• _Data entries_:
_ _ _

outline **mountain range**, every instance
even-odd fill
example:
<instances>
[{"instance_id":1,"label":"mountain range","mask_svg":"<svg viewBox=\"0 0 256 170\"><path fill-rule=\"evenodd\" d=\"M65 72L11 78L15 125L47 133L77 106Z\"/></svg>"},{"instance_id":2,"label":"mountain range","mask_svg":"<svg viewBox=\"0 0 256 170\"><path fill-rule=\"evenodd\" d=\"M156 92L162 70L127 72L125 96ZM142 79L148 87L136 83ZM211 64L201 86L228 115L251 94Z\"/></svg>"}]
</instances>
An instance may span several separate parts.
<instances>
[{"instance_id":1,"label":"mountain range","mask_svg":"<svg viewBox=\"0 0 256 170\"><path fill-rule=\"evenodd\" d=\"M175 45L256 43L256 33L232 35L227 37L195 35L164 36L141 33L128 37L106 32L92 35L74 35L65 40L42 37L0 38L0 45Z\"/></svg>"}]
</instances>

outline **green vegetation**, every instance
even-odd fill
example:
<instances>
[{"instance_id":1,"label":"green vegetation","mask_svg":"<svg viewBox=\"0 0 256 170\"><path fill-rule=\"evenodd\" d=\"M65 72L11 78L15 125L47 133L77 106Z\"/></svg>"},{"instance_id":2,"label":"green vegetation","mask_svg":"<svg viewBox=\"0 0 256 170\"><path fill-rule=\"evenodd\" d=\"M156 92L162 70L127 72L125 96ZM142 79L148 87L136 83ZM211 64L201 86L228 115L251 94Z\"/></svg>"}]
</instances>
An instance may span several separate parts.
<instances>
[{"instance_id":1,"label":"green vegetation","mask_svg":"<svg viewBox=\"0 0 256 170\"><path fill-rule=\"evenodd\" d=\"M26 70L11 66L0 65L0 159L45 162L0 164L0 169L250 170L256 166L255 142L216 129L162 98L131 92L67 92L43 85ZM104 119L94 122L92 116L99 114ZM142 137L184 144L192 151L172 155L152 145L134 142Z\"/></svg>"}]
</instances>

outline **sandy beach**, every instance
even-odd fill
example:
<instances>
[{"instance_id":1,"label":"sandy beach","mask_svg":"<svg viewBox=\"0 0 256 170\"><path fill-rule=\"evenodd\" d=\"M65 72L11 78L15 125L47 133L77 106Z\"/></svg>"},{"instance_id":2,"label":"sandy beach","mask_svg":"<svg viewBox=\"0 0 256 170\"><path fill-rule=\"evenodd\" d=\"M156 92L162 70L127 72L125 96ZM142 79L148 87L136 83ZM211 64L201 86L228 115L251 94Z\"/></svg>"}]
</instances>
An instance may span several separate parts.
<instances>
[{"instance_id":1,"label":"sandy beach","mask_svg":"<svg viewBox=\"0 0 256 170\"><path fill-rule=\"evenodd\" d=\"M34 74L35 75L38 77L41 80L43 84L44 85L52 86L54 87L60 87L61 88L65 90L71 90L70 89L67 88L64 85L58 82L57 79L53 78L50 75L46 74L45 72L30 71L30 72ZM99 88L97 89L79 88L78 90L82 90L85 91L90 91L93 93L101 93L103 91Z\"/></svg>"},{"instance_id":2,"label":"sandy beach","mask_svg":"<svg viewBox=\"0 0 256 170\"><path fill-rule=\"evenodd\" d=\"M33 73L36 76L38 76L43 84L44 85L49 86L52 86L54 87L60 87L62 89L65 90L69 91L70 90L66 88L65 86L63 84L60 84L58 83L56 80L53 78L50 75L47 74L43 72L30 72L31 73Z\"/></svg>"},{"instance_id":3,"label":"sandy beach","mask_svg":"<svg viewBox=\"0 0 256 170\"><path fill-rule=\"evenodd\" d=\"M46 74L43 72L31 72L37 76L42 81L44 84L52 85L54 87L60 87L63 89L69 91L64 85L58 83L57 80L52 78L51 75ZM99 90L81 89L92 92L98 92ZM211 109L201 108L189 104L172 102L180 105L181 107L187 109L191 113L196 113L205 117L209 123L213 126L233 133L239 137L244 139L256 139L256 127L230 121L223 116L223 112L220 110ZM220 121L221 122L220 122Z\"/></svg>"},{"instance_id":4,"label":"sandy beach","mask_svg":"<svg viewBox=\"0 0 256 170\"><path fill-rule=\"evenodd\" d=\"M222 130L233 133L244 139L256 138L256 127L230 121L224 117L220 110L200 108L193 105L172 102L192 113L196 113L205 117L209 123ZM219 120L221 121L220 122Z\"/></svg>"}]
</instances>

_ _ _

• _Set exercise_:
Gather every line of the records above that contains the string "sandy", treating uppercase and lowercase letters as distinct.

• _Final answer_:
outline **sandy beach**, every instance
[{"instance_id":1,"label":"sandy beach","mask_svg":"<svg viewBox=\"0 0 256 170\"><path fill-rule=\"evenodd\" d=\"M65 72L11 78L15 125L47 133L77 106Z\"/></svg>"},{"instance_id":2,"label":"sandy beach","mask_svg":"<svg viewBox=\"0 0 256 170\"><path fill-rule=\"evenodd\" d=\"M156 92L162 70L127 72L125 96ZM142 79L148 87L136 83ZM211 64L201 86L228 115L251 94Z\"/></svg>"}]
[{"instance_id":1,"label":"sandy beach","mask_svg":"<svg viewBox=\"0 0 256 170\"><path fill-rule=\"evenodd\" d=\"M34 74L35 75L38 77L41 80L43 84L44 85L52 86L54 87L60 87L61 88L65 90L71 90L70 89L67 88L64 85L58 82L57 79L53 78L50 75L46 74L45 72L30 71L30 72ZM99 88L97 89L79 88L78 90L82 90L85 91L90 91L93 93L101 93L103 91Z\"/></svg>"},{"instance_id":2,"label":"sandy beach","mask_svg":"<svg viewBox=\"0 0 256 170\"><path fill-rule=\"evenodd\" d=\"M33 73L36 76L38 76L43 84L44 85L49 86L52 86L54 87L60 87L62 89L65 90L69 91L70 90L66 88L65 86L63 84L60 84L58 83L56 80L53 78L50 75L47 74L43 72L30 72L31 73Z\"/></svg>"},{"instance_id":3,"label":"sandy beach","mask_svg":"<svg viewBox=\"0 0 256 170\"><path fill-rule=\"evenodd\" d=\"M46 74L43 72L31 72L37 76L42 81L44 84L52 85L54 87L60 87L63 89L69 91L64 85L58 83L57 80L52 78L51 75ZM99 90L81 89L92 92L98 92ZM211 109L201 108L189 104L172 102L180 105L181 107L187 109L191 113L196 113L205 117L209 123L213 126L233 133L239 137L244 139L256 139L256 127L230 121L223 116L223 112L220 110ZM220 121L221 122L220 122Z\"/></svg>"},{"instance_id":4,"label":"sandy beach","mask_svg":"<svg viewBox=\"0 0 256 170\"><path fill-rule=\"evenodd\" d=\"M222 130L233 133L244 139L256 138L256 127L230 121L224 117L220 110L200 108L193 105L172 102L192 113L196 113L205 117L209 123ZM219 120L221 121L220 122Z\"/></svg>"}]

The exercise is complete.